## WORK ORDER 1:
Using the readability guidance, answer each question on its own line, marked (a), (b) and (c):
(a) What is the highest reading level the medical device patient labeling should have?
(b) What two kinds of factors do readability formulas use?
(c) At what point should complex medical terminology and jargon be defined?
## WORK ORDER 2:
Translate this sentence from the readability guidance into Spanish: "Test the medical device patient labeling with a sample of appropriate users of the device."
## WORK ORDER 3:
In one to three sentences, explain why the readability guidance says readability formulas should not be used to rewrite medical device patient labeling to specific readability levels.

## PASSAGE TO READ:
..........
Guidance on Medical Device Patient Labeling:- Appendix A

Posted on February 21, 2012. Filed under: Uncategorized |

Readability:
Readability defined:
Readability is defined as the ease of understanding or comprehension achieved by the style of writing. Reading involves both decoding and comprehension. The reader must be able to recognize (decode) the words in the medical device patient labeling as well as comprehend the meaning of the text. We encourage you to follow the following guidance to assess and enhance readability.
Assessing readability:
To assess readability, analyze qualitative factors (e.g., explanation of jargon, careful organization) in combination with quantitative factors (results of readability formulas). You should test the medical device patient labeling with a sample of likely, representative users of the device.
A qualitative analysis:
Use these qualities in the text to enhance the reader’s comprehension of the medical device patient labeling:
  • Define complex medical terminology and jargon when it first appears in the text.
  • Carefully organize medical device patient labeling from a user’s perspective (organized in the way the user will use the information). Repeat important points and summarize important information, to increase the reader’s recall and reading comprehension. The reader will remember the message when key points are reinforced.
  • Organize sections with headings and questions.
A quantitative analysis (readability formulas):
The reading level of the medical device patient labeling should be no higher than the eighth-grade level, the average reading level among adults. To predict the reading level of the medical device patient labeling, use the readability formulas (manual or software programs) available. (See References: Readability.)
Readability formulas use semantic (vocabulary difficulty) and syntactic (sentence length) factors to predict the readability of the medical device patient labeling. If the reading level is predicted to be above the eighth-grade level, the patient labeling should be rewritten by applying the principles of writing for increased comprehension (see Appendix B), and qualitative factors that can enhance reading comprehension. These formulas should be used to predict (not measure) the reading level of the text.
The formulas should not be used to write, rewrite, and revise medical device patient labeling to specific readability levels. While readability formulas can predict readability, the reader must actually read the text to determine if it is readable. To mechanically substitute easier for harder words does not necessarily make the text more readable. Such text could become harder to understand through loss of organization and cohesion and loss of clarity of concepts. As reading expert George Klare explains, merely shortening words and sentences to improve readability is like holding a lighted match under a thermometer when you want to make your house warmer. The thermometer certainly goes up, but the room does not get any warmer.
Testing:
Test the medical device patient labeling with a sample of appropriate users of the device. This is the only way to know if the medical device patient labeling is understandable and useful. User-oriented testing helps to find places where the medical device patient labeling may be inaccurate, incomprehensible, or poorly organized. Since reading is an interactive process between the reader and the text, testing the medical device patient labeling with the target audience is the best way to determine how well the audience understands the labeling.
A summary of readability:
Use qualitative factors in concert with readability formulas to assess the readability of medical device patient labeling. Reader background knowledge and interest, context clues (words that surround a particular word or passage and can throw light on its meaning), text organization, and opportunity for reinforcement are just a few factors other than formula-derived readability that should be used to predict the readability of medical device patient labeling. The best solution is to pretest the medical device patient labeling with the target audience to see if they comprehend it.
..........
## SUPPLIED ENTRIES:

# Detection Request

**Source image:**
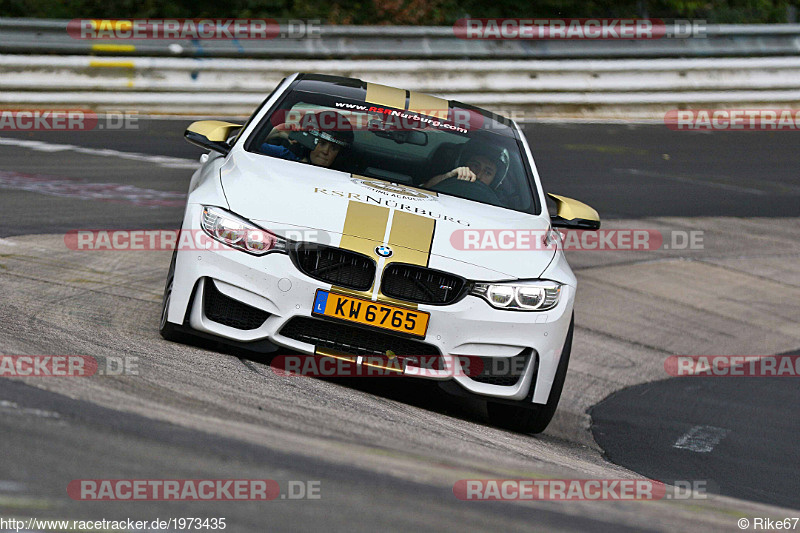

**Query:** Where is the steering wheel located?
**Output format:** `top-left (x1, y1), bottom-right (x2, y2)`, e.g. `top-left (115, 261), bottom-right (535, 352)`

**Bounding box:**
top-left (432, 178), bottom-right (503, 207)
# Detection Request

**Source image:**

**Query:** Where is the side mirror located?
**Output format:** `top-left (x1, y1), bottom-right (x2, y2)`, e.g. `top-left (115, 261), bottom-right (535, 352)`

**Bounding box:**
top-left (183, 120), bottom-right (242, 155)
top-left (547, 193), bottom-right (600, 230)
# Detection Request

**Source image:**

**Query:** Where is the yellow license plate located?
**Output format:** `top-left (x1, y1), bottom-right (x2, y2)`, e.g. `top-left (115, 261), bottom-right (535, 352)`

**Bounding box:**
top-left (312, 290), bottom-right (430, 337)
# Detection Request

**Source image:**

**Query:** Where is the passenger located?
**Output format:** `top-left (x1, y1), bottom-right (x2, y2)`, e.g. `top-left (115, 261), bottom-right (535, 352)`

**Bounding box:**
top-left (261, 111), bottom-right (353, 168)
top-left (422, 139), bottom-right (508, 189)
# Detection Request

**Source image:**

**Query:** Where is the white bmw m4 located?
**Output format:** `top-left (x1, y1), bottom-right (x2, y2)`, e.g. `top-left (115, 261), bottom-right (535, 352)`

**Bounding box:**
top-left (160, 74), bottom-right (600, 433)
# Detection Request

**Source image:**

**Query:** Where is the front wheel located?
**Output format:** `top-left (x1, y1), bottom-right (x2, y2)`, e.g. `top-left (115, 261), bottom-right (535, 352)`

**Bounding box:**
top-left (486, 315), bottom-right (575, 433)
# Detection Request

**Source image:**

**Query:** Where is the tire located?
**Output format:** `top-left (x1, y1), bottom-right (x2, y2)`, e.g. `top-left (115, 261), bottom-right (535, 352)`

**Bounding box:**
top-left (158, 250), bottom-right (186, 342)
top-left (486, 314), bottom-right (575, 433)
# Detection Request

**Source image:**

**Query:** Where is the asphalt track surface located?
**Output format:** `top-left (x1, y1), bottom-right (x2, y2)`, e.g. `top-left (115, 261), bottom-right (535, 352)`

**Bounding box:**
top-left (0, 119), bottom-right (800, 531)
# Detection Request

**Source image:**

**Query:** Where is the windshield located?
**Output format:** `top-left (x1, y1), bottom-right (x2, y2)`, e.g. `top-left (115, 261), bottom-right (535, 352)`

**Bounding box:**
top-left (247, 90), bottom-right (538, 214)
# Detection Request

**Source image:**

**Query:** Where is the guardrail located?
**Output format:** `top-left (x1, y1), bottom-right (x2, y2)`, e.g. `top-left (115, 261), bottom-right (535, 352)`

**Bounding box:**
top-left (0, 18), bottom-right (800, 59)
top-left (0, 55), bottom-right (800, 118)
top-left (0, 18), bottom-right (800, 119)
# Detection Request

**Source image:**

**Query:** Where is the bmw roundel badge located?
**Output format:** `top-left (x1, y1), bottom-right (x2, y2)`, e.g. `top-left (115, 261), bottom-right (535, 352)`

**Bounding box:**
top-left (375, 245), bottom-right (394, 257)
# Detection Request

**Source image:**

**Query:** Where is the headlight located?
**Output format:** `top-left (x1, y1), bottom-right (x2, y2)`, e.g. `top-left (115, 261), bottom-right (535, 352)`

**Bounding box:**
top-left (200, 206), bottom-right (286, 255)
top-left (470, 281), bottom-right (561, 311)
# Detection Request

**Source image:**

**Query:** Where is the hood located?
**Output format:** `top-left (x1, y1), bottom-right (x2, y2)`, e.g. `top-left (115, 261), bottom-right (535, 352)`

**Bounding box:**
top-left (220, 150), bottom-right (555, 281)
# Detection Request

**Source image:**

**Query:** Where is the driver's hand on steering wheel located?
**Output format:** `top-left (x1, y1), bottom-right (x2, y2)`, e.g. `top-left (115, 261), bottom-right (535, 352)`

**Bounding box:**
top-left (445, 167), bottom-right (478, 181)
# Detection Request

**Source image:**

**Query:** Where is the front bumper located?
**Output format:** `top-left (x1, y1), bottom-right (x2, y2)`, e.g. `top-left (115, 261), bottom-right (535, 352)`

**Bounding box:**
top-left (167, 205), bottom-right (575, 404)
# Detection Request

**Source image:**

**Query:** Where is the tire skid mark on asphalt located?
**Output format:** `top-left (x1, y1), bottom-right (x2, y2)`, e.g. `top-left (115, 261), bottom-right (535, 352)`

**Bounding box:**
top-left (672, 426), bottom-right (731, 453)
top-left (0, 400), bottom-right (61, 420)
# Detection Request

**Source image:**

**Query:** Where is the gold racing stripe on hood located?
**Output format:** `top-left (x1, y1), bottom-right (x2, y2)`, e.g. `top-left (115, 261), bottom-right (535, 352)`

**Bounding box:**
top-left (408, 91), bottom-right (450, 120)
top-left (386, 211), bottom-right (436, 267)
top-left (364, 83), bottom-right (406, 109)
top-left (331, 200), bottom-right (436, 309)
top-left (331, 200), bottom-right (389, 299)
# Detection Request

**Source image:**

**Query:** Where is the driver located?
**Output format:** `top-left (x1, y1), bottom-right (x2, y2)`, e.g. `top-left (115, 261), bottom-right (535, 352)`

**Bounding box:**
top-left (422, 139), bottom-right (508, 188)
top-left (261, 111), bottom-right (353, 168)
..........
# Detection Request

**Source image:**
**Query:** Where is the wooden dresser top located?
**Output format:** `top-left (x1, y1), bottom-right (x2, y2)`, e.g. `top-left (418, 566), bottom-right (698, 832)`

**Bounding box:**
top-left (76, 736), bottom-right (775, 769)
..........
## RESPONSE BOX 1:
(a) The eighth-grade level.
(b) Semantic factors (vocabulary difficulty) and syntactic factors (sentence length).
(c) When it first appears in the text.

## RESPONSE BOX 2:
Pruebe el etiquetado para pacientes del dispositivo médico con una muestra de usuarios apropiados del dispositivo.

## RESPONSE BOX 3:
Formulas can only predict readability, and a reader has to actually read the text to tell whether it is readable. Mechanically swapping easier words for harder ones does not necessarily make the text more readable. It can even make the text harder to understand because it loses organization, cohesion and clarity of concepts.